Work request A: In the text on the Earth Microbiome Project, where does Luke Thompson currently work?
Work request B: From the text on the Earth Microbiome Project, extract the stretch from "The deans of" through "in each sample." word for word.

---------- Text segment

The deans of both the Jacobs School of Engineering and the UC San Diego School of Medicine gave opening remarks, but the task of presenting an overview of the Earth Microbiome Project fell to the CMI director. UC San Diego’s Knight noted that “Earth is a microbial planet, with 100 million times as many bacteria on Earth than there are stars in the universe. That makes microbiomes the largest data set in any science.” Microbiomes are unique collections of microbes living in each sample.

“Microbes are everywhere,” said first author Luke Thompson, a former researcher in Knight’s lab who is now a research associate at the National Oceanic and Atmospheric Administration (NOAA). “Yet prior to this massive undertaking, changes in microbial community composition were identified mainly by focusing on one sample type, one region at a time. This made it difficult to identify patterns across environments and geography to infer generalized principles.”

--------------------
---------- Source data

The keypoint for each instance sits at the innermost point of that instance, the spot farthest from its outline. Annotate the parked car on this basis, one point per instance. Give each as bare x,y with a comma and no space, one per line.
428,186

--------------------

Response area A: He is a research associate at the National Oceanic and Atmospheric Administration (NOAA).

Response area B:
The deans of both the Jacobs School of Engineering and the UC San Diego School of Medicine gave opening remarks, but the task of presenting an overview of the Earth Microbiome Project fell to the CMI director. UC San Diego’s Knight noted that “Earth is a microbial planet, with 100 million times as many bacteria on Earth than there are stars in the universe. That makes microbiomes the largest data set in any science.” Microbiomes are unique collections of microbes living in each sample.